## THE PROBLEM
Restate word for word the entries below, starting at the line with "Objective: locate each instance of the paper" and ending at the line with "Objective: locate each instance of the mirror". Keep both end lines and omit the pictures.

## MATERIAL PROVIDED
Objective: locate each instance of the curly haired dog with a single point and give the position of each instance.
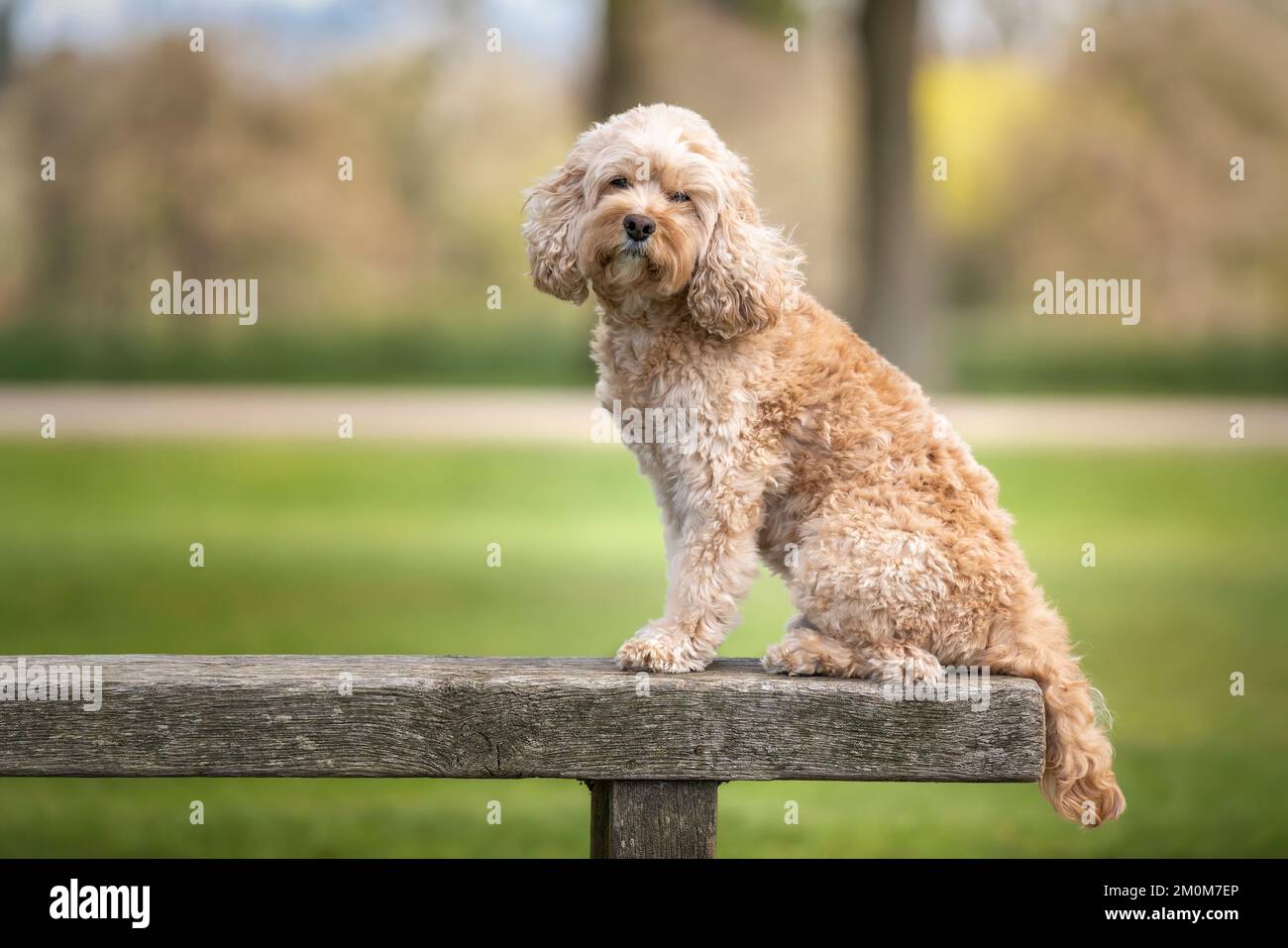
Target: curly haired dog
(810, 451)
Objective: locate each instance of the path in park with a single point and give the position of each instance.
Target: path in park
(563, 416)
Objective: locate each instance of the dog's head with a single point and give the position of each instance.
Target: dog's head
(652, 202)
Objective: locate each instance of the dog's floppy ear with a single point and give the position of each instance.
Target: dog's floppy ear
(748, 273)
(550, 235)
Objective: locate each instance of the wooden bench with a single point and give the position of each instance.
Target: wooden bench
(653, 749)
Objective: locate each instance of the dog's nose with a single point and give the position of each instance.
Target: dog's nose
(638, 227)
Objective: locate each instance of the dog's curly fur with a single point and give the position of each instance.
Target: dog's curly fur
(811, 451)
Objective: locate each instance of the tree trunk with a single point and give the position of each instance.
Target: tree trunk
(619, 76)
(893, 316)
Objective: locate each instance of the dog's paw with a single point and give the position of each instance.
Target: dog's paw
(787, 659)
(912, 666)
(658, 647)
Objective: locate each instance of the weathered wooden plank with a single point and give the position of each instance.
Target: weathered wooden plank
(447, 716)
(653, 819)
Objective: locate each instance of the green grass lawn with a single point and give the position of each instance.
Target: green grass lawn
(355, 548)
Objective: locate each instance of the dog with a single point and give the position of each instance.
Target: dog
(810, 453)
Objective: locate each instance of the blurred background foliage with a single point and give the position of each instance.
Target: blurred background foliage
(223, 163)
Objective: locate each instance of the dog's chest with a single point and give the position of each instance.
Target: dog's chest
(657, 388)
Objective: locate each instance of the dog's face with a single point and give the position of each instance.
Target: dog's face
(653, 204)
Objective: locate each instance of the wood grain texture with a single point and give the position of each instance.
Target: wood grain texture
(653, 819)
(506, 717)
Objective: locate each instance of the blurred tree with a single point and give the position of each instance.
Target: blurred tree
(7, 9)
(621, 68)
(893, 316)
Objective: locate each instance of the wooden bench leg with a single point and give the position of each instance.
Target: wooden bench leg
(653, 819)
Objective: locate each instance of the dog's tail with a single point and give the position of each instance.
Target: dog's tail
(1078, 777)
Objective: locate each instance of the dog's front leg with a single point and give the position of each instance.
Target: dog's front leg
(711, 569)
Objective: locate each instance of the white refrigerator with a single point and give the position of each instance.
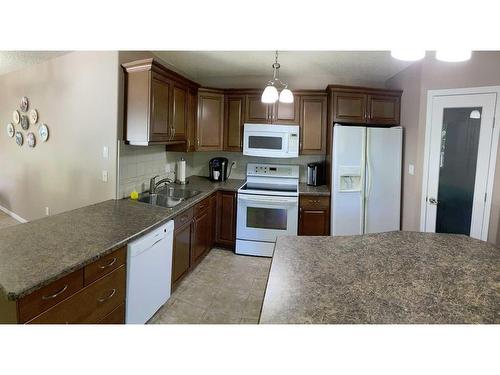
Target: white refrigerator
(366, 179)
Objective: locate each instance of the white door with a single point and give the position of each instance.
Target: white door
(348, 179)
(458, 164)
(383, 179)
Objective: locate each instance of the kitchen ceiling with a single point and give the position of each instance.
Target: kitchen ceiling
(301, 69)
(15, 60)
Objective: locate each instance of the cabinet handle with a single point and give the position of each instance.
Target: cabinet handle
(113, 261)
(56, 294)
(108, 297)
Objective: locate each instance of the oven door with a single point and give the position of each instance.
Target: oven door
(263, 218)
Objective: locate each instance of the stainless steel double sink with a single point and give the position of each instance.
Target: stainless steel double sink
(168, 197)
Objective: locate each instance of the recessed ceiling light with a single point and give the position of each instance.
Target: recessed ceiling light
(408, 54)
(453, 55)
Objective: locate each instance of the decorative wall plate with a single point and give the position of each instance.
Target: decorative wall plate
(31, 140)
(16, 117)
(10, 130)
(25, 103)
(25, 122)
(19, 138)
(33, 116)
(43, 132)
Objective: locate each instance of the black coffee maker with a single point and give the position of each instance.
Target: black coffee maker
(217, 169)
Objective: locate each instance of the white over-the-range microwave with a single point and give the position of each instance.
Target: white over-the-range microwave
(272, 141)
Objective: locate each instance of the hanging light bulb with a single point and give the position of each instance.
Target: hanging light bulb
(270, 94)
(286, 96)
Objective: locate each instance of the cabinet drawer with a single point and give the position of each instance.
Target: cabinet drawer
(314, 202)
(201, 207)
(183, 218)
(104, 265)
(91, 304)
(50, 295)
(117, 316)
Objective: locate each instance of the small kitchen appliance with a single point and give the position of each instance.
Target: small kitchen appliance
(217, 169)
(315, 174)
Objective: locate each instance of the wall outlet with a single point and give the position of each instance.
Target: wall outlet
(411, 169)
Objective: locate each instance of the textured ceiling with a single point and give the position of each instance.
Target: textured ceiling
(15, 60)
(301, 69)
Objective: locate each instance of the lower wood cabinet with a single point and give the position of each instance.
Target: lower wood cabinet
(226, 219)
(314, 215)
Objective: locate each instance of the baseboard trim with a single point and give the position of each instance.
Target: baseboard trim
(13, 215)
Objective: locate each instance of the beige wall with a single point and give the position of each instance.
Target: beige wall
(76, 95)
(482, 70)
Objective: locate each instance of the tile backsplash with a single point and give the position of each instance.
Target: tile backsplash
(137, 164)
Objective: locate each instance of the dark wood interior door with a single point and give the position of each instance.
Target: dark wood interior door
(226, 218)
(201, 235)
(181, 252)
(349, 107)
(313, 125)
(234, 112)
(160, 90)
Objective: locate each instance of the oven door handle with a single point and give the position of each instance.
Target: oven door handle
(267, 200)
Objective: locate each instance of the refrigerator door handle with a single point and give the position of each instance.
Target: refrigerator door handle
(362, 190)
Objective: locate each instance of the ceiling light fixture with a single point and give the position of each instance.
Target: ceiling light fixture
(270, 94)
(408, 55)
(453, 55)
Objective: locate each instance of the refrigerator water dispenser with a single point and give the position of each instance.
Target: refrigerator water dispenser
(350, 179)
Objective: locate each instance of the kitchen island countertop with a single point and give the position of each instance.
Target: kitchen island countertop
(36, 253)
(393, 277)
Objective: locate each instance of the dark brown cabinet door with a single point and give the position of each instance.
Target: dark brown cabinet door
(233, 134)
(383, 109)
(226, 219)
(313, 125)
(314, 223)
(181, 251)
(179, 113)
(201, 235)
(286, 113)
(257, 112)
(213, 218)
(160, 129)
(209, 133)
(349, 107)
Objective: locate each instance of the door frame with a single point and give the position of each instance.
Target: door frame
(431, 94)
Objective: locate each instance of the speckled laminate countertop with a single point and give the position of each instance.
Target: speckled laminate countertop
(394, 277)
(35, 253)
(322, 190)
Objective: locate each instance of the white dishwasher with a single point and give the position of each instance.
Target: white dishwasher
(149, 272)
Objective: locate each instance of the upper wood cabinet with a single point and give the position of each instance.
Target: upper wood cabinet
(210, 124)
(233, 123)
(362, 105)
(156, 104)
(313, 124)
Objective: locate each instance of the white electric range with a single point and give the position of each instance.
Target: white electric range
(268, 206)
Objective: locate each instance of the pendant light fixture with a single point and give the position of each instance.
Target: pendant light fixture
(270, 94)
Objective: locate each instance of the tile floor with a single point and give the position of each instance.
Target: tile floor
(224, 288)
(6, 220)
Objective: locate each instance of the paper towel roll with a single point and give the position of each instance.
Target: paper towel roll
(181, 170)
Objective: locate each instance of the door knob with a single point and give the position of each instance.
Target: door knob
(433, 201)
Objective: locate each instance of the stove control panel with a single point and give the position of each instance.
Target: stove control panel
(273, 170)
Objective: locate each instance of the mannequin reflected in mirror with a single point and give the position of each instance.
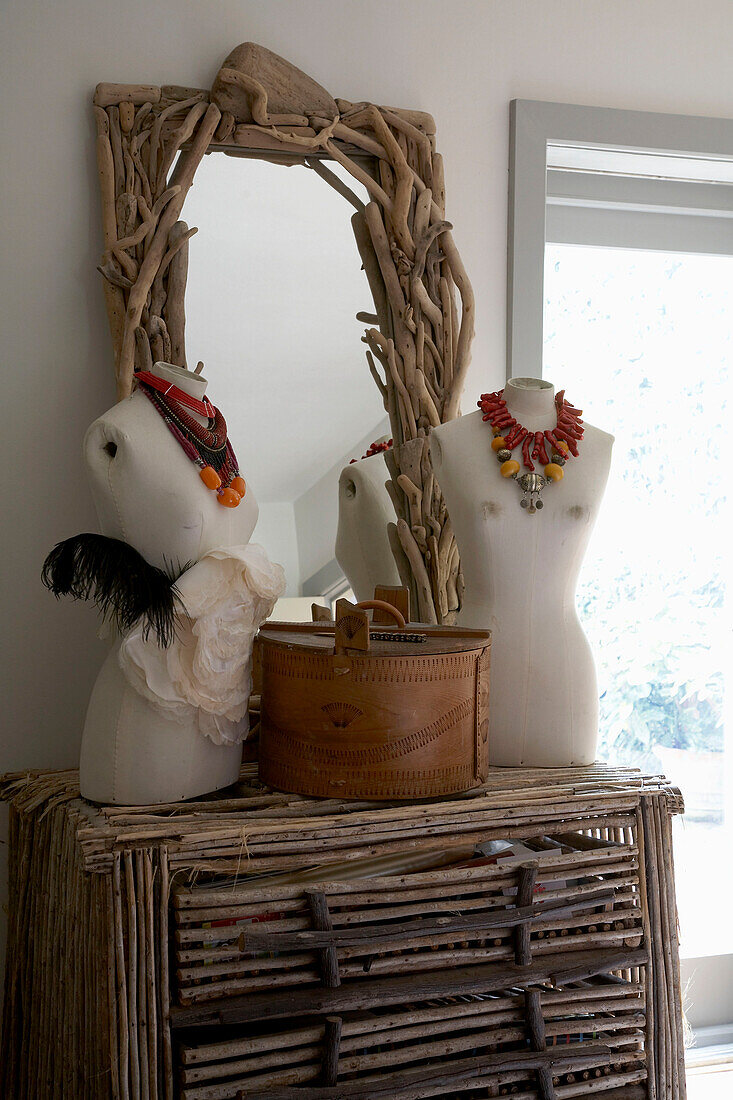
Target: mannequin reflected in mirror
(148, 493)
(362, 546)
(521, 573)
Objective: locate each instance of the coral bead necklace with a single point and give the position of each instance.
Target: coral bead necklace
(509, 433)
(207, 447)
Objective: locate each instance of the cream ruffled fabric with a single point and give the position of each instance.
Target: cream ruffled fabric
(206, 674)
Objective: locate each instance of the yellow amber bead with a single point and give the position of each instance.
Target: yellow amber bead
(210, 477)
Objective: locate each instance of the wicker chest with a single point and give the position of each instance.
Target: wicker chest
(239, 947)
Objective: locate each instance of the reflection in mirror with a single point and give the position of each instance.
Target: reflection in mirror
(274, 285)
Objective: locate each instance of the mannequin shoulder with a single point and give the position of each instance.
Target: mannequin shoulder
(460, 432)
(121, 421)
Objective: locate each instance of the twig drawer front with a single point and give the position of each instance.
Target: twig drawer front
(241, 939)
(237, 945)
(592, 1040)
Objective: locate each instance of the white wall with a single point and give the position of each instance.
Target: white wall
(462, 61)
(276, 532)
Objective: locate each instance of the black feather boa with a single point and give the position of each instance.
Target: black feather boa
(119, 580)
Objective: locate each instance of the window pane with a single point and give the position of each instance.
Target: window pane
(642, 342)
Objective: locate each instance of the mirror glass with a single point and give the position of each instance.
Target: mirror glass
(274, 285)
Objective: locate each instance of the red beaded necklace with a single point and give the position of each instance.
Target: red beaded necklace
(510, 433)
(206, 446)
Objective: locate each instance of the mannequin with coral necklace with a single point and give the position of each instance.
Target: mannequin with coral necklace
(521, 573)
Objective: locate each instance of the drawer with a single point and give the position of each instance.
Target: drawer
(575, 894)
(444, 1046)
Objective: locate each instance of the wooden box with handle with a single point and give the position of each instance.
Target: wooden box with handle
(380, 710)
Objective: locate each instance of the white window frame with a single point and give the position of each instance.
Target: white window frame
(548, 205)
(535, 125)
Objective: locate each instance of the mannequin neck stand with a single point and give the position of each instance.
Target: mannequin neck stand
(532, 402)
(193, 384)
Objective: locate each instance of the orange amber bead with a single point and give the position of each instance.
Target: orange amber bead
(210, 477)
(229, 497)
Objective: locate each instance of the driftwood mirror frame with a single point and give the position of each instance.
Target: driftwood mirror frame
(150, 142)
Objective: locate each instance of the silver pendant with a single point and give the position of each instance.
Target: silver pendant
(532, 486)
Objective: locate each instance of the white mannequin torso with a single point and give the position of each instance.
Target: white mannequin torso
(521, 573)
(362, 546)
(148, 493)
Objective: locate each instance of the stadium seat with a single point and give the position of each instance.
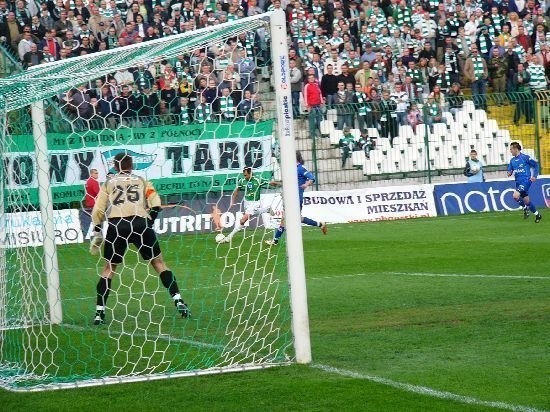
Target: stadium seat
(394, 154)
(356, 133)
(372, 167)
(357, 158)
(390, 166)
(495, 156)
(327, 127)
(400, 142)
(491, 127)
(530, 152)
(377, 155)
(406, 132)
(335, 137)
(440, 131)
(373, 132)
(457, 132)
(479, 116)
(474, 131)
(448, 116)
(463, 119)
(468, 107)
(442, 162)
(383, 143)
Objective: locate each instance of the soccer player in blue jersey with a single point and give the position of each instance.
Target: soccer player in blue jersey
(525, 170)
(305, 179)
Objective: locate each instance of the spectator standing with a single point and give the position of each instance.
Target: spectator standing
(388, 117)
(346, 143)
(343, 100)
(475, 71)
(523, 96)
(295, 88)
(455, 97)
(474, 168)
(498, 67)
(414, 117)
(313, 99)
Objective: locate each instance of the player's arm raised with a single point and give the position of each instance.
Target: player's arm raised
(234, 196)
(98, 216)
(153, 202)
(534, 169)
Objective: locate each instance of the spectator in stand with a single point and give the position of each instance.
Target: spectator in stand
(497, 68)
(295, 88)
(343, 102)
(329, 86)
(475, 72)
(33, 57)
(455, 97)
(474, 168)
(433, 111)
(247, 71)
(388, 117)
(346, 144)
(314, 100)
(523, 95)
(401, 100)
(414, 116)
(24, 45)
(361, 107)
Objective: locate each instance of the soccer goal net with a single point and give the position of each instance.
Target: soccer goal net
(192, 110)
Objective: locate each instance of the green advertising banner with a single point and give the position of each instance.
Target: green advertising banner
(177, 159)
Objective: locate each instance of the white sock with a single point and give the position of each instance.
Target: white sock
(237, 227)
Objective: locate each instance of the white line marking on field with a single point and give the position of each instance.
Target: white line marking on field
(423, 390)
(420, 274)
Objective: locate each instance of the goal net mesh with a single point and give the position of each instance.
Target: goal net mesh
(193, 149)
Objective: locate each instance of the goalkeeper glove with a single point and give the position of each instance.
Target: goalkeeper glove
(96, 242)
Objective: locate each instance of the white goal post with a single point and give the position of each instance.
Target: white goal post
(240, 321)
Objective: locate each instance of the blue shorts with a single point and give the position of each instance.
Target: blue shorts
(523, 186)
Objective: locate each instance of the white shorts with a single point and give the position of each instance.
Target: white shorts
(252, 207)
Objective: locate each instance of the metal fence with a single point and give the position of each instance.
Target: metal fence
(432, 143)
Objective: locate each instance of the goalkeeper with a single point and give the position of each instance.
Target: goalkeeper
(130, 204)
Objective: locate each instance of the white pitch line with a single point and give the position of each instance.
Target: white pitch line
(421, 274)
(423, 390)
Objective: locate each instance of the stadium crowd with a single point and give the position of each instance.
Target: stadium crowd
(372, 61)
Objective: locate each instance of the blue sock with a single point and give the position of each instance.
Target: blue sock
(310, 222)
(278, 233)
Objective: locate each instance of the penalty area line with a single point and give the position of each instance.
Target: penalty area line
(423, 390)
(422, 274)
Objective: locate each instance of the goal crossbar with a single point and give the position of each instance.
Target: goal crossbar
(46, 80)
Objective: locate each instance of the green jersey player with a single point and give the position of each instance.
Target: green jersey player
(252, 187)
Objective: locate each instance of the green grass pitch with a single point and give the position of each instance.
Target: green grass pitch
(441, 314)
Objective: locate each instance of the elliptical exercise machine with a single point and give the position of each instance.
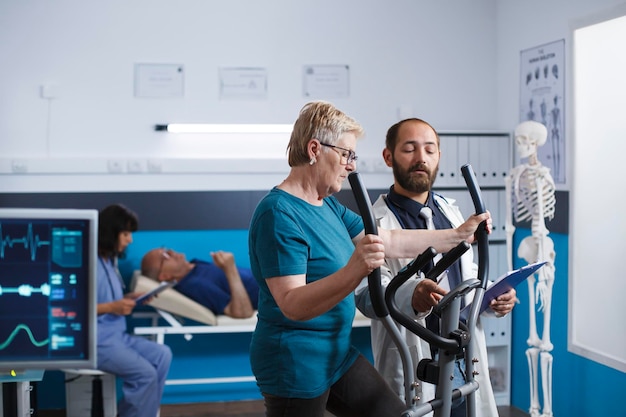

## SOLUTION TO THIS PROBLEM
Objective: locate each instance of the paper towel roll with a single point and give the position of each instance.
Target: paper towel roll
(181, 170)
Objective: locate each instance of the door knob with a single point and give the position of each instance.
Target: door knob
(433, 201)
Objective: locate each instance of the stove control panel with a single point and give the position of each instance.
Target: stove control panel
(273, 170)
Objective: locate each instance of the mannequin reflected in mirror with a single point and give the position of each instance.
Target: mannequin reflected in mirror
(148, 493)
(362, 546)
(521, 573)
Objective: locate each instance of the coral bead necklace with a single point and give the position of each instance.
Target: coral bead necklace
(509, 433)
(207, 447)
Objective: locate each instance of the cream ruffled fabric with a single point and give the position of each instance.
Target: cream ruffled fabric
(206, 674)
Objective: locate each instance of the yellow amber bead with a single point and give the position of each instance.
Target: yellow amber bead
(210, 477)
Objective: locate each instance of the wicker chest with a single point and give the position of each instance.
Target: wicker chest
(239, 947)
Objective: locate each instance of the reflection in mirror with a single point and give the position of each instance.
Target: reflection in mirror
(274, 285)
Objective: locate each instance of the mannequin shoulder with a single point and give the position of each instance.
Target: mannequin shoulder
(460, 432)
(121, 421)
Objective: locate each instance of the twig drawer front with a single point and give the position of each instance.
Target: twig drawer front
(241, 939)
(237, 945)
(592, 1040)
Objective: locate each instance of the white wall with a single point and give the position of each instance.
Target: white wall
(462, 61)
(276, 532)
Objective: locate each instance of the black feather boa with a single point and give the position of each instance.
Target: black feather boa
(119, 580)
Objective: locate each instance of the window pane with a single point and give the position of each instance.
Target: window pane
(642, 342)
Objective: locate each instance of the mirror glass with a single point and give the position of each instance.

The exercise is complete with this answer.